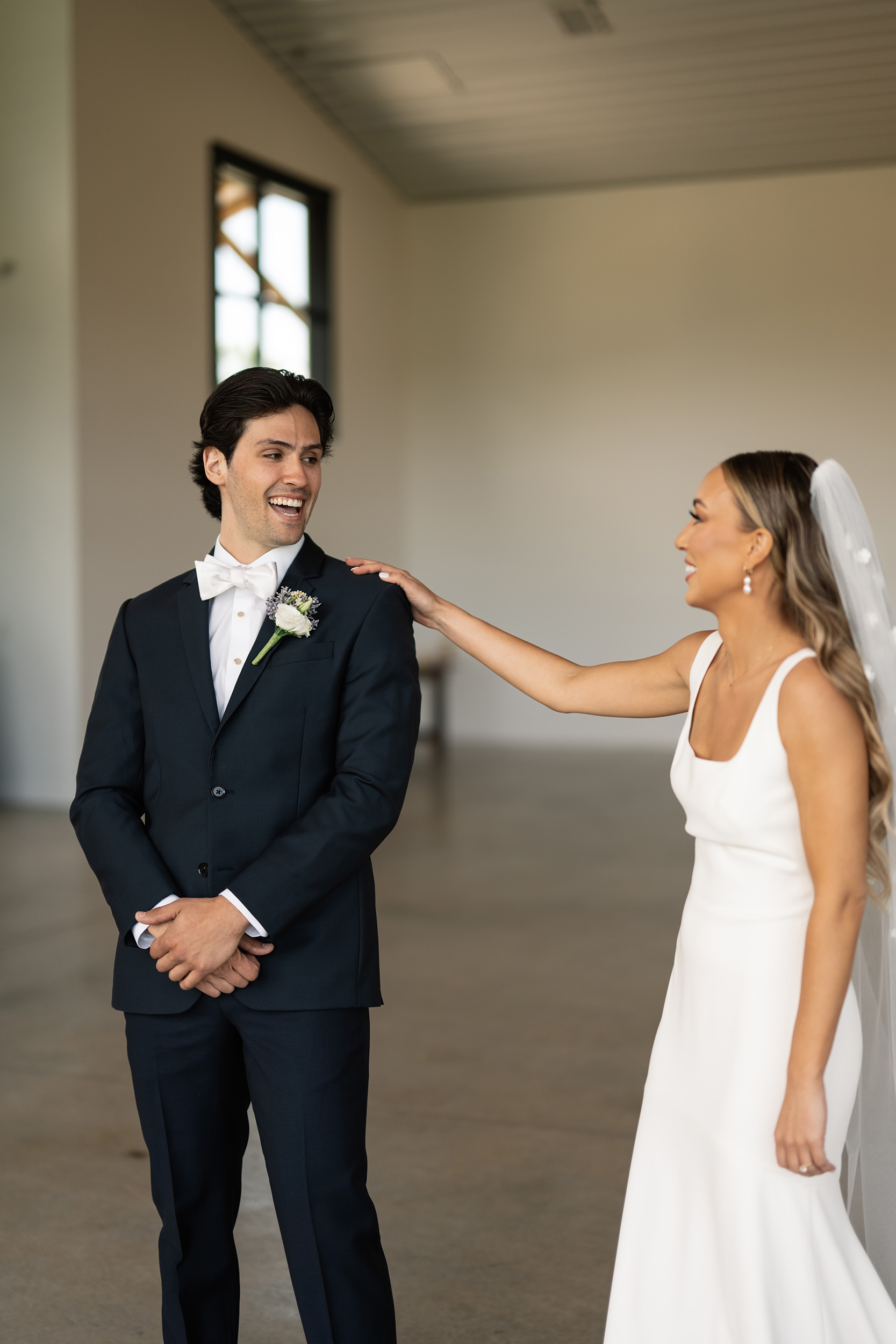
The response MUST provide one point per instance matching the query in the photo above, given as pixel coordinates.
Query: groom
(227, 805)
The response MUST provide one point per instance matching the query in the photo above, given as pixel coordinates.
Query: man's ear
(216, 466)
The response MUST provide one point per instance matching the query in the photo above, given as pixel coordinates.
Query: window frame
(319, 254)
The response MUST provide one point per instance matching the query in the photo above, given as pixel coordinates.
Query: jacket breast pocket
(292, 649)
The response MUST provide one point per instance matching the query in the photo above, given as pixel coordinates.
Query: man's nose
(295, 474)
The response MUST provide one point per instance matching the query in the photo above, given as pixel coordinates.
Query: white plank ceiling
(475, 97)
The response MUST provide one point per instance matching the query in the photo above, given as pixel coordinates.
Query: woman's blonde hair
(773, 491)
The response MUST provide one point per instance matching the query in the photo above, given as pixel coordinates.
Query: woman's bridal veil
(870, 1162)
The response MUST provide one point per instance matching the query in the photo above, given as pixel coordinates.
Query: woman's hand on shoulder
(425, 604)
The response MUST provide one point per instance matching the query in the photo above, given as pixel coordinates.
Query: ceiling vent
(577, 19)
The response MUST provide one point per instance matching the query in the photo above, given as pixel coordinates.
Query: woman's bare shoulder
(683, 654)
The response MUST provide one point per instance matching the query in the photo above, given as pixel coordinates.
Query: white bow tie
(216, 578)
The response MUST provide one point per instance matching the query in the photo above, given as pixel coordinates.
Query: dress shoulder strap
(769, 705)
(703, 657)
(787, 666)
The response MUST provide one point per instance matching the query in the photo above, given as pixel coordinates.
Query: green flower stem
(276, 638)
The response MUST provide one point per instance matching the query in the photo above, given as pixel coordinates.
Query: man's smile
(286, 506)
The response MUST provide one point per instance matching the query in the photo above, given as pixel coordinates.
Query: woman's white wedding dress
(719, 1245)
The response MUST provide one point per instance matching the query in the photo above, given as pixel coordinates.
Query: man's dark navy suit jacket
(313, 754)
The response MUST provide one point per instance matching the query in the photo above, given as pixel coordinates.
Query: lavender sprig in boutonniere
(292, 612)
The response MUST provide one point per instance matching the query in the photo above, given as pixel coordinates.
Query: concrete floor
(528, 912)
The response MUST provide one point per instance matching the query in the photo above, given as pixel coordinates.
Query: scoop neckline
(755, 713)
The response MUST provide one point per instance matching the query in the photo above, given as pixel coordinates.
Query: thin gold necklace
(755, 666)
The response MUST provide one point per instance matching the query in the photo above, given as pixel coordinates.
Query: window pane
(233, 276)
(242, 230)
(235, 335)
(285, 340)
(284, 246)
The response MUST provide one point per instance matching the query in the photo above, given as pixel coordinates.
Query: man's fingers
(207, 988)
(819, 1159)
(259, 947)
(191, 979)
(218, 985)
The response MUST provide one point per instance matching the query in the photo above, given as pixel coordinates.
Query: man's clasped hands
(203, 945)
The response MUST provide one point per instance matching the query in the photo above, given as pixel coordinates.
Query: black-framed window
(270, 261)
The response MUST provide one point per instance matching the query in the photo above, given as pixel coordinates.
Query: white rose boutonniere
(292, 612)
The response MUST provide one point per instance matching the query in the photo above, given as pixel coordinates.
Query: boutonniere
(292, 612)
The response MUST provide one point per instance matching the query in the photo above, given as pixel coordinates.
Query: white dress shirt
(234, 620)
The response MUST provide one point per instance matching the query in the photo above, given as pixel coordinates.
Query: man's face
(270, 484)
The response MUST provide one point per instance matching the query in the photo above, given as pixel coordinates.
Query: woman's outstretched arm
(644, 689)
(828, 762)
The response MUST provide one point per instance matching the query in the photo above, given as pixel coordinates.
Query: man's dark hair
(248, 396)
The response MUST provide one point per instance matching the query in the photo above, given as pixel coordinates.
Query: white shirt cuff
(144, 939)
(141, 932)
(254, 931)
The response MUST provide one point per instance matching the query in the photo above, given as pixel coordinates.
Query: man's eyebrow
(283, 442)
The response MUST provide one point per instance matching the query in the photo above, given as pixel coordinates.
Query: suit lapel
(305, 566)
(194, 628)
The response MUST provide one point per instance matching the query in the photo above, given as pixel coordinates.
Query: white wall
(39, 620)
(579, 361)
(157, 82)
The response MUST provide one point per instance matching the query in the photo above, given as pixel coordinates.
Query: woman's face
(715, 545)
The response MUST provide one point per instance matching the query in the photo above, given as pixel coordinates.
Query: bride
(734, 1229)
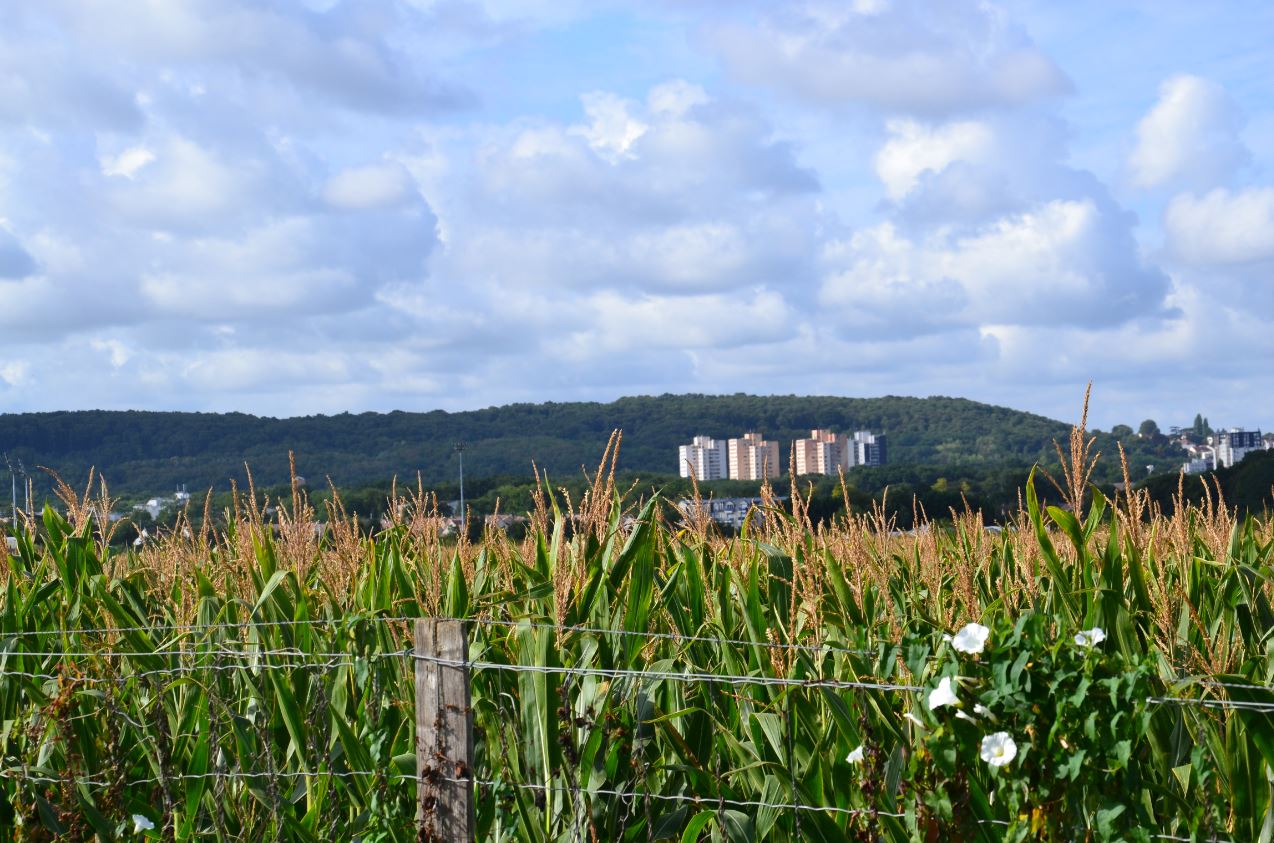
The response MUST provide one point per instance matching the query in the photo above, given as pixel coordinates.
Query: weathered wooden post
(443, 732)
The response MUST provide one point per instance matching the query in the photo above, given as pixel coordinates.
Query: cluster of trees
(148, 453)
(1246, 485)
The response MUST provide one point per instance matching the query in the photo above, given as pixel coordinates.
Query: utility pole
(13, 493)
(464, 516)
(26, 487)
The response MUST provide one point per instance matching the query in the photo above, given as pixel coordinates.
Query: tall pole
(13, 493)
(464, 516)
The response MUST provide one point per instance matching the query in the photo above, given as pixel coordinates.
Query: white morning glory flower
(1089, 637)
(999, 749)
(943, 695)
(971, 638)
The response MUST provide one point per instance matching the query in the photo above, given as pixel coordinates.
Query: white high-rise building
(866, 448)
(705, 457)
(1233, 445)
(753, 459)
(823, 452)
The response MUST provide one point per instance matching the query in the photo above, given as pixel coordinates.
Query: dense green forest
(1246, 485)
(144, 453)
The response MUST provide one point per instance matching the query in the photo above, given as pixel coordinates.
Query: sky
(291, 206)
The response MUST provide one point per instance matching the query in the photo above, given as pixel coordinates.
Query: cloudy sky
(300, 206)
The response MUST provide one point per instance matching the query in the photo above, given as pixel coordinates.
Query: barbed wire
(247, 625)
(1238, 704)
(673, 637)
(496, 785)
(260, 658)
(686, 676)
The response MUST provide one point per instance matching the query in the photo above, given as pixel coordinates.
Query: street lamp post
(464, 517)
(13, 493)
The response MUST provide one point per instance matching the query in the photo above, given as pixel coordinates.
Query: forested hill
(152, 452)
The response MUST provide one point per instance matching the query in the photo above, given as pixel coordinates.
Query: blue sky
(310, 206)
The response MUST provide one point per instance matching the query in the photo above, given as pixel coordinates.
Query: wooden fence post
(443, 732)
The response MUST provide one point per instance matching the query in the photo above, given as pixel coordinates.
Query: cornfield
(638, 678)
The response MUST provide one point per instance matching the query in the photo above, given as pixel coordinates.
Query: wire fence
(193, 658)
(297, 658)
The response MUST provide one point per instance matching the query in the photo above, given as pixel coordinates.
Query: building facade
(705, 459)
(731, 512)
(1233, 445)
(752, 457)
(823, 452)
(868, 448)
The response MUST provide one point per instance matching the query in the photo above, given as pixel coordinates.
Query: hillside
(150, 452)
(1246, 485)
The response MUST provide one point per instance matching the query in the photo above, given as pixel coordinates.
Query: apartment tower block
(705, 459)
(753, 459)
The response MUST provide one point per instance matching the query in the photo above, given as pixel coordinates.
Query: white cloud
(1190, 135)
(623, 324)
(612, 130)
(1059, 264)
(905, 56)
(14, 372)
(128, 162)
(366, 187)
(915, 148)
(1222, 227)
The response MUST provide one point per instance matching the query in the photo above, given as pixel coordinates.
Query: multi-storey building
(1233, 445)
(752, 457)
(823, 452)
(705, 459)
(868, 448)
(726, 511)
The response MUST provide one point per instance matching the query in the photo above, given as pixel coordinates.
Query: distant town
(752, 457)
(1219, 450)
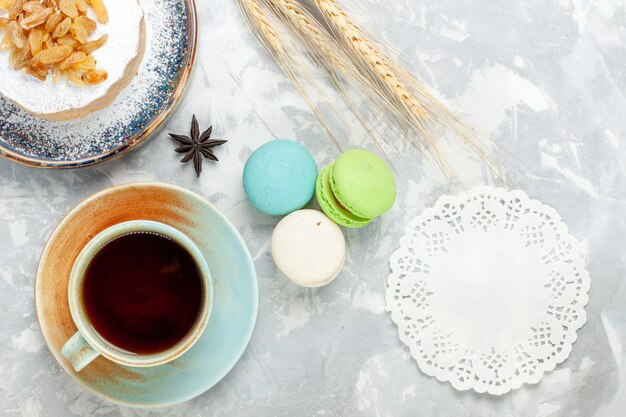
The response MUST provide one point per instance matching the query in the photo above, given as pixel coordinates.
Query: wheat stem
(262, 27)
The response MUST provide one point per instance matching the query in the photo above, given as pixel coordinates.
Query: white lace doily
(488, 290)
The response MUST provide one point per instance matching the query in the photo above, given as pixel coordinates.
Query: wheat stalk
(326, 52)
(418, 107)
(273, 42)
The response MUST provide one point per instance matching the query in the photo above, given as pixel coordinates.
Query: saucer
(235, 301)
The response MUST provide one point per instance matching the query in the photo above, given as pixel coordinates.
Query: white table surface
(545, 78)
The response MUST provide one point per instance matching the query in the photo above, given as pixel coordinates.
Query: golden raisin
(36, 18)
(86, 22)
(67, 40)
(74, 76)
(101, 11)
(56, 73)
(86, 64)
(93, 77)
(68, 7)
(16, 9)
(16, 35)
(89, 47)
(82, 5)
(35, 41)
(62, 28)
(19, 58)
(53, 21)
(75, 58)
(32, 6)
(52, 55)
(38, 72)
(79, 32)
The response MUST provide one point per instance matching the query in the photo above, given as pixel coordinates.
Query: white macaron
(309, 248)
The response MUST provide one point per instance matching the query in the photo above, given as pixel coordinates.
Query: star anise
(197, 146)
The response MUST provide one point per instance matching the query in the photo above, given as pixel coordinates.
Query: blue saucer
(235, 293)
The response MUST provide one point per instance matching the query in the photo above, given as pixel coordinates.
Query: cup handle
(78, 352)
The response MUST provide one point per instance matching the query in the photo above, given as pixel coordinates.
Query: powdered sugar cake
(120, 56)
(133, 115)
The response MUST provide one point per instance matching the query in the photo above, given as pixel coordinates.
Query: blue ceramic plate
(235, 293)
(132, 118)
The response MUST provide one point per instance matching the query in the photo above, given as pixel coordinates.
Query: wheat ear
(262, 27)
(382, 71)
(327, 53)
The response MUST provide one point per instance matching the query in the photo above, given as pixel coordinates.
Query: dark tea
(143, 292)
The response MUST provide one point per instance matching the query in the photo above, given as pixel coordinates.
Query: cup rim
(79, 315)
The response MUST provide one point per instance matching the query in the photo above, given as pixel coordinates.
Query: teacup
(87, 343)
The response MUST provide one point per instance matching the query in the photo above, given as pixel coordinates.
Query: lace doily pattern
(488, 290)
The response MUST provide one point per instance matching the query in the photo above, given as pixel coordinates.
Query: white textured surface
(50, 97)
(488, 290)
(334, 351)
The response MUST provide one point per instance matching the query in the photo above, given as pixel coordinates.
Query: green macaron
(363, 184)
(331, 206)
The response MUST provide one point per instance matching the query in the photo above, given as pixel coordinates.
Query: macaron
(356, 188)
(329, 204)
(279, 177)
(308, 248)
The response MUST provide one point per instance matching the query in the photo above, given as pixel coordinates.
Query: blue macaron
(279, 177)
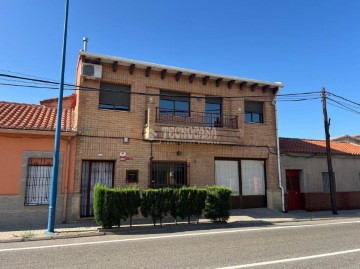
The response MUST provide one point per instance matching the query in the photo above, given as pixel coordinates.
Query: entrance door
(294, 201)
(94, 172)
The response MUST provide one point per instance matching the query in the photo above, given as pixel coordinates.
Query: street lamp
(55, 168)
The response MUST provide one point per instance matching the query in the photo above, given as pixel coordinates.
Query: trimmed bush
(174, 203)
(132, 202)
(199, 203)
(218, 203)
(155, 203)
(99, 206)
(111, 205)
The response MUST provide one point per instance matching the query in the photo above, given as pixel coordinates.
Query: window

-------------------------

Working from the line with "Query: cup rim" to the last line of the material above, repeat each line exactly and leave out the pictures.

RESPONSE FOR THIS EXERCISE.
Query: cup rim
(79, 315)
The response MUST provide one point per instance matching the query in the photo above, given as pixel coordinates.
Query: teacup
(87, 343)
The response MUST provide one point per instance matching the query in the photo above, given as pixel coordinates.
Query: lace doily pattern
(488, 290)
The response MUST provide one point per instance matching the query in the photo above, given as pixel coordinates.
Query: white textured surface
(50, 97)
(488, 290)
(334, 351)
The response MUST provide one point per instance matching the query in the photo above, given as pixel coordinates.
Query: green macaron
(363, 184)
(331, 206)
The response MUST provide one point per instance matching the query in the photo above, given as pixel coordinates.
Query: macaron
(356, 188)
(329, 204)
(279, 177)
(308, 248)
The response MUST provide one point per instance matching the query in the photo above, given as pixel coordinates.
Query: blue macaron
(279, 177)
The response MUST provide one point per instance matching the query in the photo above, given as pixel coordinates.
Query: entrance door
(294, 201)
(94, 172)
The response MUST provide one point per instance matching the query in the photo above, given as pixel coordinates.
Query: street lamp
(55, 168)
The response MUST provide one point per instance matching the query in the photo above, given as pixel coordinates.
Query: trimmed bush
(174, 203)
(132, 202)
(199, 203)
(218, 203)
(155, 203)
(99, 206)
(111, 205)
The response MUST provide one point per instance matching the query in the photo above, given as pixel coordinates.
Query: window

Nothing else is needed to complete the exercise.